━━━ Extracted data

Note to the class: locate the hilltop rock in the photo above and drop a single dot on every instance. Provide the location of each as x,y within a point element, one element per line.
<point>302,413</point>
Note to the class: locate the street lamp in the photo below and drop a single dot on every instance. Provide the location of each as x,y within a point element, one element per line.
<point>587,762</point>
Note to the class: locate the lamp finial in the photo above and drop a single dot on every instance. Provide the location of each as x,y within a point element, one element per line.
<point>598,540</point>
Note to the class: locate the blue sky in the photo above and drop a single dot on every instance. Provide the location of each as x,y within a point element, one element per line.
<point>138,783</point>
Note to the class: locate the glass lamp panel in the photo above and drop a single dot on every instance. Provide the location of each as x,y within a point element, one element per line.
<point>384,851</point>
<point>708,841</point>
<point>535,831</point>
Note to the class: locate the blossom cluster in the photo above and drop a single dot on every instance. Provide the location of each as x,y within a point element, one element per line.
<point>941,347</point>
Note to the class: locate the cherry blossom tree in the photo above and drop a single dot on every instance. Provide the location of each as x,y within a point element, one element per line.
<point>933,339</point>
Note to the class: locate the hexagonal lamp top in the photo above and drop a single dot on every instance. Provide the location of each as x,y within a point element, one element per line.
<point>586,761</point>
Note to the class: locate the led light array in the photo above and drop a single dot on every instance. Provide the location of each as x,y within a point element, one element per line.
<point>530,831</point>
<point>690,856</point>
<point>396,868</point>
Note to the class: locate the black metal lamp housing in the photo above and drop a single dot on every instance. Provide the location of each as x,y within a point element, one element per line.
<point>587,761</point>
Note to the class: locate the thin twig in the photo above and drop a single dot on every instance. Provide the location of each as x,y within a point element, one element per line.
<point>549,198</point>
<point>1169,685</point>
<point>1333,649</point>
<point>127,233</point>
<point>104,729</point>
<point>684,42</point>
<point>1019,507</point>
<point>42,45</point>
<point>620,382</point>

━━━━━━

** Exercise details **
Convert every line of the rows above into a Markdown table with the columns Row and Text, numbering each line in order and leaving out any blank lines.

** The result **
| Row | Text |
|---|---|
| 1 | Note to the class: locate the hilltop rock in the photo above and drop a single dot on every instance. Provide the location of each as x,y within a point element, one element per line. |
| 2 | <point>302,413</point> |
| 3 | Note to the class: locate the street lamp in the photo below and drop a single dot on every instance. Provide the location of each as x,y within a point element, one element per line. |
| 4 | <point>587,762</point> |
| 5 | Note to the class: locate the lamp finial in the photo above and drop a single dot on every instance. Provide the location of each as x,y within a point element, one element per line. |
| 6 | <point>598,540</point> |
| 7 | Note to the class: locate the blue sky in the photo above and drop a single dot on every instance. Provide the location of each as x,y within a point element, one element per line. |
| 8 | <point>138,783</point> |
| 9 | Note to the class: locate the glass lamp panel in the photo above and drop a single dot on every instance. Provide the location of each as x,y within a point element, one element per line. |
| 10 | <point>384,851</point> |
| 11 | <point>708,841</point> |
| 12 | <point>535,831</point> |
| 13 | Note to the class: locate the blossom cluster in the photo above and drop a single dot on every instance. Provide the location of each as x,y within a point element, one element per line. |
| 14 | <point>941,347</point> |
| 15 | Note to the class: locate the cherry blossom tree in the photo above and drop a single dot on every instance. Provide the location of each as x,y within a point element, one element per line. |
| 16 | <point>933,339</point> |
| 17 | Note to the class: locate the hexagonal lamp top in the photo above and drop a single dot on every instance. Provide the location of each as x,y within a point element, one element per line. |
| 18 | <point>586,761</point> |
| 19 | Note to the class: locate the led light array in the photo above and drop a single dot on every instance. Provide the location of each as x,y within a point element, one element per line. |
| 20 | <point>530,831</point> |
| 21 | <point>690,856</point> |
| 22 | <point>396,868</point> |
| 23 | Note to the class: locate the black metal lamp housing in the photo above and drop a single dot on every instance. Provide the location of each as x,y within a point element, one element per line. |
| 24 | <point>587,761</point> |
| 25 | Note to the class: locate the thin twig in the photo above and drop a single dot on every instance. Provide the location of each as x,y within a point element, one element per line. |
| 26 | <point>549,198</point> |
| 27 | <point>1169,685</point> |
| 28 | <point>1333,649</point> |
| 29 | <point>127,233</point> |
| 30 | <point>104,729</point> |
| 31 | <point>684,42</point> |
| 32 | <point>1019,507</point> |
| 33 | <point>42,45</point> |
| 34 | <point>620,382</point> |